%%

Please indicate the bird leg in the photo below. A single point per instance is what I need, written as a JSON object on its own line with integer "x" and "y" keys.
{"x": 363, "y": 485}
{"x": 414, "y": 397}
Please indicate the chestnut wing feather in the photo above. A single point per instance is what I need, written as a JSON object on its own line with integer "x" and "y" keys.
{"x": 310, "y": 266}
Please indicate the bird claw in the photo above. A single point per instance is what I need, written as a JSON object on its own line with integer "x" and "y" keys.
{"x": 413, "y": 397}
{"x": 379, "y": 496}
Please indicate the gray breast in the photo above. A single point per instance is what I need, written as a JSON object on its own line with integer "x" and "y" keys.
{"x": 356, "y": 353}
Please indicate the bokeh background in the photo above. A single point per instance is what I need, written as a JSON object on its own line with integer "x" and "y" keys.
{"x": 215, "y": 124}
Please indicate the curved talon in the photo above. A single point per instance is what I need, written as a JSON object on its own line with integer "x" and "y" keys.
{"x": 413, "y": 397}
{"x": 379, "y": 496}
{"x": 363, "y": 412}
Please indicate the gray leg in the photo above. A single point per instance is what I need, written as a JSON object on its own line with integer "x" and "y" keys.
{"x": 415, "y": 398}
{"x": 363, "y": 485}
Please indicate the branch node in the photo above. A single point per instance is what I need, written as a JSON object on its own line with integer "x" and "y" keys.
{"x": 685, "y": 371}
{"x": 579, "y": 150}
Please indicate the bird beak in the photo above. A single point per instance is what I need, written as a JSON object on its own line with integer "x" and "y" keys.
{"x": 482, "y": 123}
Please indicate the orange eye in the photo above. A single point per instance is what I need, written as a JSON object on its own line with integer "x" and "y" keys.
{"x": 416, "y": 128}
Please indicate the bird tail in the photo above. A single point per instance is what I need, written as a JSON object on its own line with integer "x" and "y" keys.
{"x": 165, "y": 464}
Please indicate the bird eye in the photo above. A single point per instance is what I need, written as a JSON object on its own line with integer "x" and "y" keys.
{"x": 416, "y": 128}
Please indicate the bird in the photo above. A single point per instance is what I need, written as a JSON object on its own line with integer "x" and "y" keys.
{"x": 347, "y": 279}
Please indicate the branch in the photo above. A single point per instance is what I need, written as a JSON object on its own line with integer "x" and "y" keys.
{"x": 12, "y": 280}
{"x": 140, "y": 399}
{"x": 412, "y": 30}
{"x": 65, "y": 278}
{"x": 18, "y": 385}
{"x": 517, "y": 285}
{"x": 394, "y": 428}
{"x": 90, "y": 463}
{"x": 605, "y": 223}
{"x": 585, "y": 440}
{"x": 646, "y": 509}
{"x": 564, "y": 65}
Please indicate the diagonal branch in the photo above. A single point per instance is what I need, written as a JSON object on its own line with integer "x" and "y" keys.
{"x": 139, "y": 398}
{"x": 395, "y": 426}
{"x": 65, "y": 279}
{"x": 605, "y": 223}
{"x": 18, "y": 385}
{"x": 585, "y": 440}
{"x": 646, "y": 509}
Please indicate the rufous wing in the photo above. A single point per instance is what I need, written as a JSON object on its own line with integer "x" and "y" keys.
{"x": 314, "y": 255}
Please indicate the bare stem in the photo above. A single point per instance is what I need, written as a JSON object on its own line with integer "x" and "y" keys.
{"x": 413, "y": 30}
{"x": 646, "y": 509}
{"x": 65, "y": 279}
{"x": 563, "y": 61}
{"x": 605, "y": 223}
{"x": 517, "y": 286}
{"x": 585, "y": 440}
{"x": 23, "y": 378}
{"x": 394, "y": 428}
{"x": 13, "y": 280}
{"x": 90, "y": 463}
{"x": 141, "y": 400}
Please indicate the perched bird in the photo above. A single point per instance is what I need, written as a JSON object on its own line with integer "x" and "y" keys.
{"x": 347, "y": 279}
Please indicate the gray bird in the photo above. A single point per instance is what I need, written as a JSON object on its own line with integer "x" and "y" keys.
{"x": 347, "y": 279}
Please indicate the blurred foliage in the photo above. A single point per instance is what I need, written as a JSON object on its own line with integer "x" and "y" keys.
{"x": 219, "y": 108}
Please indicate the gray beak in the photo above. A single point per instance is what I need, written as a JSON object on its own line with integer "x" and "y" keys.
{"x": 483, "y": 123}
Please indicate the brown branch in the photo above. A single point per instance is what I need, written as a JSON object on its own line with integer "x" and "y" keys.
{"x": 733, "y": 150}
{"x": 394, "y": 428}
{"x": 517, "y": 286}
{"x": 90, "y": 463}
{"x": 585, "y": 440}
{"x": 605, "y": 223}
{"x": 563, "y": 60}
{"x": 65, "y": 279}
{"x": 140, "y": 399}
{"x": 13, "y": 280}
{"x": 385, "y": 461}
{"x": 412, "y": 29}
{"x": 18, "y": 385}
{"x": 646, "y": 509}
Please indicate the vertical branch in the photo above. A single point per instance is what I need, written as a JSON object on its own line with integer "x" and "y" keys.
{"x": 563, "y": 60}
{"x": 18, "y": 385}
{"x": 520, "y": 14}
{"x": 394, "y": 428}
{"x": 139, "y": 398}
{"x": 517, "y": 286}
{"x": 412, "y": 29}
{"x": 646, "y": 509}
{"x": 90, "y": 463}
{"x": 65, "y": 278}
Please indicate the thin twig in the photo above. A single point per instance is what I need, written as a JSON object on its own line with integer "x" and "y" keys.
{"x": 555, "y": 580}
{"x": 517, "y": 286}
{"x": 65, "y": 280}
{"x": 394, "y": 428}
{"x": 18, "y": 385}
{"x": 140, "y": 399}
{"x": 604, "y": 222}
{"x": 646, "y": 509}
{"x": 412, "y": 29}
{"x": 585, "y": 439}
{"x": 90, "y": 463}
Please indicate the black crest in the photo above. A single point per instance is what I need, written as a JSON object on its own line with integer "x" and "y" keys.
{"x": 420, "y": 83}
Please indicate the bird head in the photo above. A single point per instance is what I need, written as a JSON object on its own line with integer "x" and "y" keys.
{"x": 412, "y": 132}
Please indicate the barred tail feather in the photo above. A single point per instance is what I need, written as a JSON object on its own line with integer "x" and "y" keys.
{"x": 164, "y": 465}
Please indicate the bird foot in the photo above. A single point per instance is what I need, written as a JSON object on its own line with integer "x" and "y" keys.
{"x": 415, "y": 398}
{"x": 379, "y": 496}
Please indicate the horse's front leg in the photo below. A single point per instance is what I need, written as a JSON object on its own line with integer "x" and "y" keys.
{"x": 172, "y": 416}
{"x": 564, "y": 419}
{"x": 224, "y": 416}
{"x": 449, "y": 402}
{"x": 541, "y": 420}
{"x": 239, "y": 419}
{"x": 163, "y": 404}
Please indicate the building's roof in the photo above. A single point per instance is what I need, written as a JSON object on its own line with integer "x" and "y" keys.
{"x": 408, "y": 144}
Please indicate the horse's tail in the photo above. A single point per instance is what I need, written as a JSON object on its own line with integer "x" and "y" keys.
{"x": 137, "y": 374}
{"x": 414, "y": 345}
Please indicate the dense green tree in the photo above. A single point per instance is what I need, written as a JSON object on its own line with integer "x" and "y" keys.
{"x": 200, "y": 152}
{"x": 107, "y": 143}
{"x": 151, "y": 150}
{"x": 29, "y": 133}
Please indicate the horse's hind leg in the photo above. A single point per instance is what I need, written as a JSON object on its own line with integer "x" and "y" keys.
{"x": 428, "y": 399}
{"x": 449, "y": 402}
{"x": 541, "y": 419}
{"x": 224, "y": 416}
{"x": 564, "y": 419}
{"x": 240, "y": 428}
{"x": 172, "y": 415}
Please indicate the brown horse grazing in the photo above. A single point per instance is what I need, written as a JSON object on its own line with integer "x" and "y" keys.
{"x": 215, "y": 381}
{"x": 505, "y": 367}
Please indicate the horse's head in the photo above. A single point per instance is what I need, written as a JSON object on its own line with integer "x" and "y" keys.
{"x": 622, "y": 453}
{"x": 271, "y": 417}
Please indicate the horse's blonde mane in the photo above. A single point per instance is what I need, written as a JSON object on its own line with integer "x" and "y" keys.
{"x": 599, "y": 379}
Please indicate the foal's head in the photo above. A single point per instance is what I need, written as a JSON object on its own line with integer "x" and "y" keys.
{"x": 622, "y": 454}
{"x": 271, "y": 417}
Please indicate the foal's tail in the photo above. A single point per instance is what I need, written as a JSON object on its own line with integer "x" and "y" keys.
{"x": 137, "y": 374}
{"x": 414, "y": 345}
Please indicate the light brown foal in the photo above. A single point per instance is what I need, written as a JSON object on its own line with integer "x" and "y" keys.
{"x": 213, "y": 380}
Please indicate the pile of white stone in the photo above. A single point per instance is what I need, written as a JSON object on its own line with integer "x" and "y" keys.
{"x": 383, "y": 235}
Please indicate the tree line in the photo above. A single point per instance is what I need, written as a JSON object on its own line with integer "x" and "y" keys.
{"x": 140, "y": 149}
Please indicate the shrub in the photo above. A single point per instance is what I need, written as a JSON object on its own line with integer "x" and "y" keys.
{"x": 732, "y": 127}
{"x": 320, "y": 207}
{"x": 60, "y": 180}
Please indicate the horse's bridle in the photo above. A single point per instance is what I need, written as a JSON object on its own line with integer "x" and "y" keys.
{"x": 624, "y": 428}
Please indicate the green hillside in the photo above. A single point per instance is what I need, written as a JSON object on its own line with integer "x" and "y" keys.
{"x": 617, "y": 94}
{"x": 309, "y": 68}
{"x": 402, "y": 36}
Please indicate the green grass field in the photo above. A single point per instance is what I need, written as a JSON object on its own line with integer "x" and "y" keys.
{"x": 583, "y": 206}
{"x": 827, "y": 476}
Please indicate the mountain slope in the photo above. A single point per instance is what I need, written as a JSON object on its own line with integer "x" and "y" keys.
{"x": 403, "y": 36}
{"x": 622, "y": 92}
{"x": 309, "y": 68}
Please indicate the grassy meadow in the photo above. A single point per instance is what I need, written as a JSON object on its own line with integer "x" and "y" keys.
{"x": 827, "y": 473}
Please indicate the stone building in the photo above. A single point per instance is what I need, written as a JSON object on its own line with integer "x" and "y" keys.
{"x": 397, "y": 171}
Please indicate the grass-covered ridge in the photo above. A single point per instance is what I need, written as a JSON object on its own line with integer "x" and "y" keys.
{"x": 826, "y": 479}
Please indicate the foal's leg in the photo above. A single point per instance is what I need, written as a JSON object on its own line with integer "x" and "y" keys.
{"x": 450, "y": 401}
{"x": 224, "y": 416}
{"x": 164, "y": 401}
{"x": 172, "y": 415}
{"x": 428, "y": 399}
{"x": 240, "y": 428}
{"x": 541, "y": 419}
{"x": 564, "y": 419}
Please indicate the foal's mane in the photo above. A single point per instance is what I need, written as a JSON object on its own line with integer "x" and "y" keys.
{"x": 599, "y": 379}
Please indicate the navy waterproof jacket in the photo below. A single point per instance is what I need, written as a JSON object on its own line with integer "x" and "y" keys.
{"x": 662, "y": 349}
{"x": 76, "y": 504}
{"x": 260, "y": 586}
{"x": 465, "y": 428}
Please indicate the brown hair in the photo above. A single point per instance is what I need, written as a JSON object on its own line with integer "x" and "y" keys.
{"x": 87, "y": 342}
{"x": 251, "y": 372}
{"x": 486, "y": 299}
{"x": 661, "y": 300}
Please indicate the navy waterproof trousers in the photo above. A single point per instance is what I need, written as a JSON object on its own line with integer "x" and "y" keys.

%%

__Exercise prompt__: Starting at the line that has "Please indicate the foal's mane" and stopping after the last line of the items, render those lines as a JSON list of strings, one string per line, with any blank lines omitted.

__Full answer__:
[
  "Please indicate the foal's mane in the photo above. A single point per instance is what I need, written as a JSON object on its own line with integer \"x\" and \"y\" keys.",
  "{\"x\": 599, \"y\": 379}",
  "Please indicate the navy waterproof jacket in the photo below. A single point per instance is what I need, written as a JSON object on its own line with integer \"x\" and \"y\" keys.",
  "{\"x\": 662, \"y\": 349}",
  "{\"x\": 76, \"y\": 504}",
  "{\"x\": 260, \"y\": 586}",
  "{\"x\": 465, \"y\": 428}",
  "Please indicate the brown hair in the photo above. A single point per instance is what I need, written as a JSON object on its own line with integer \"x\" and \"y\" keys.",
  "{\"x\": 87, \"y\": 342}",
  "{\"x\": 251, \"y\": 372}",
  "{\"x\": 486, \"y\": 299}",
  "{\"x\": 661, \"y\": 300}",
  "Please indicate the navy waterproof trousers in the photo above. A single point per instance is what I need, written as a JSON object on its own line with integer \"x\" and \"y\" keys."
]